* START Document excerpt *
Configuration Guide#

This guide covers configuration options for the CuOpt NIM Operator deployment.

Image Configuration#

CuOpt Image Versions#

Update the image tag in cuopt-nimservice.yaml:

CUDA Version	Image Tag
CUDA 12.9	`25.12.0-cuda12.9-py3.13`

spec:
  image:
    repository: nvcr.io/nvidia/cuopt/cuopt
    tag: "25.12.0-cuda12.9-py3.13"
    pullPolicy: IfNotPresent

Resource Configuration#

GPU Resources#

Configure GPU allocation:

spec:
  resources:
    limits:
      nvidia.com/gpu: 1    # Number of GPUs

Memory Resources#

For workloads requiring specific memory allocation:

spec:
  resources:
    limits:
      nvidia.com/gpu: 1
      memory: "32Gi"
    requests:
      memory: "16Gi"

Environment Variables#

CuOpt supports several environment variables for configuration:

spec:
  env:
    - name: CUOPT_DATA_DIR
      value: /model-store
    - name: CUOPT_SERVER_LOG_LEVEL
      value: info          # Options: debug, info, warning, error
    - name: CUOPT_SERVER_PORT
      value: "8000"

Storage Configuration#

The deployment optionally uses persistent storage so that datasets can be passed through the filesystem rather than over http. If data is sent over http (the default), this storage is not needed.

spec:
  storage:
    pvc:
      create: true
      size: 10Gi
      storageClass: ""           # Uses default storage class
      volumeAccessMode: "ReadWriteOnce"

For custom storage class:

spec:
  storage:
    pvc:
      create: true
      size: 20Gi
      storageClass: "fast-ssd"
      volumeAccessMode: "ReadWriteOnce"

Networking Configuration#

Service Configuration#

Default ClusterIP service:

spec:
  expose:
    service:
      type: ClusterIP
      port: 8000

For NodePort access:

spec:
  expose:
    service:
      type: NodePort
      port: 8000
      nodePort: 30800

For LoadBalancer (cloud environments): .. note:: Currently the cuopt service does not support scaling; there can only be 1 instance of the pod per service. Therefore a LoadBalancer service is unnecessary.
* END Document excerpt *
* START Excerpted data *
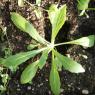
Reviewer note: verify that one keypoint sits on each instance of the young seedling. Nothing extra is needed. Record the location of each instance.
(83, 6)
(57, 18)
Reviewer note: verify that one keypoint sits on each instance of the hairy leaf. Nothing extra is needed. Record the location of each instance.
(84, 41)
(25, 26)
(58, 63)
(55, 80)
(38, 2)
(83, 4)
(57, 18)
(29, 72)
(69, 64)
(43, 58)
(21, 3)
(15, 60)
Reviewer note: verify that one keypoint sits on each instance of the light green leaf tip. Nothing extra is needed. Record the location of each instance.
(29, 72)
(69, 64)
(84, 41)
(55, 80)
(25, 26)
(57, 17)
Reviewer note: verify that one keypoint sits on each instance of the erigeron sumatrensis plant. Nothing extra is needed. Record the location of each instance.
(57, 18)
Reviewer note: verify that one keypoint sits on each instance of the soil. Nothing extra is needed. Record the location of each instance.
(71, 84)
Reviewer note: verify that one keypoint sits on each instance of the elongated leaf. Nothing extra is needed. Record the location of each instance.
(15, 60)
(29, 72)
(55, 80)
(84, 41)
(58, 63)
(69, 64)
(43, 58)
(25, 26)
(83, 4)
(21, 3)
(32, 46)
(38, 2)
(57, 18)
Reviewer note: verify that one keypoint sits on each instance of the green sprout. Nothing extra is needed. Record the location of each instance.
(83, 6)
(57, 18)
* END Excerpted data *
* Your tasks:
**A.** According to the configuration guide, why is a LoadBalancer service unnecessary for the cuopt service?
**B.** Extract the passage of the configuration guide between "CuOpt supports several" and "is not needed.", inclusive.

* Answers in order:
**A.** The cuopt service does not support scaling, so only one instance of the pod can run per service.

**B.**
CuOpt supports several environment variables for configuration:

spec:
  env:
    - name: CUOPT_DATA_DIR
      value: /model-store
    - name: CUOPT_SERVER_LOG_LEVEL
      value: info          # Options: debug, info, warning, error
    - name: CUOPT_SERVER_PORT
      value: "8000"

Storage Configuration#

The deployment optionally uses persistent storage so that datasets can be passed through the filesystem rather than over http. If data is sent over http (the default), this storage is not needed.